## WHAT IS REQUIRED:
Lines with the word "query" in them are the ones to copy from the records.

## RAW DATA:

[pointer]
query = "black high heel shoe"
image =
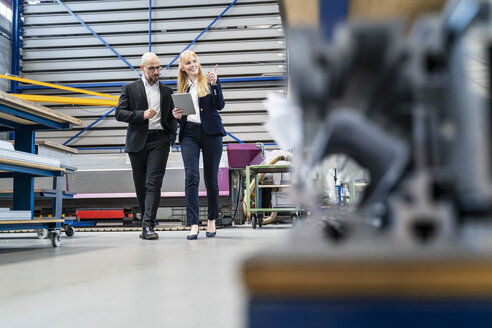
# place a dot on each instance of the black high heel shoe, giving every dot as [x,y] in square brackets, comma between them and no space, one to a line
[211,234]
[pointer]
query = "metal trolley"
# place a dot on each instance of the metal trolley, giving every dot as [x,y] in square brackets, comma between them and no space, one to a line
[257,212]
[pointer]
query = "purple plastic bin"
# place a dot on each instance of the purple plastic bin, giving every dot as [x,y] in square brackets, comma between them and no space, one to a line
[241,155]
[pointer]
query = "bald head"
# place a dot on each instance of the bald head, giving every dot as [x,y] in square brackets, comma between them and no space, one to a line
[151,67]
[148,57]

* * *

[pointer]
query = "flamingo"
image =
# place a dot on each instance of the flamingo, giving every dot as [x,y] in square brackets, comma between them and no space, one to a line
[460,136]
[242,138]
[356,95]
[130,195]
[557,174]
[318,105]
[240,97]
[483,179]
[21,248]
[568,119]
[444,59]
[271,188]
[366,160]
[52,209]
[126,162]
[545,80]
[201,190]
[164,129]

---

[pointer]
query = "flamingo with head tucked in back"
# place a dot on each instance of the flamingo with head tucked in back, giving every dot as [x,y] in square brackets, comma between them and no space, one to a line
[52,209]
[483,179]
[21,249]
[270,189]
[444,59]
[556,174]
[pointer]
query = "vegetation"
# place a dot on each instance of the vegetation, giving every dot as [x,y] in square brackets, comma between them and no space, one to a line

## TASK RESULT:
query = "black high heel shoe"
query = "metal trolley"
query = "purple plastic bin"
query = "bald head"
query = "flamingo"
query = "flamingo with head tucked in back"
query = "vegetation"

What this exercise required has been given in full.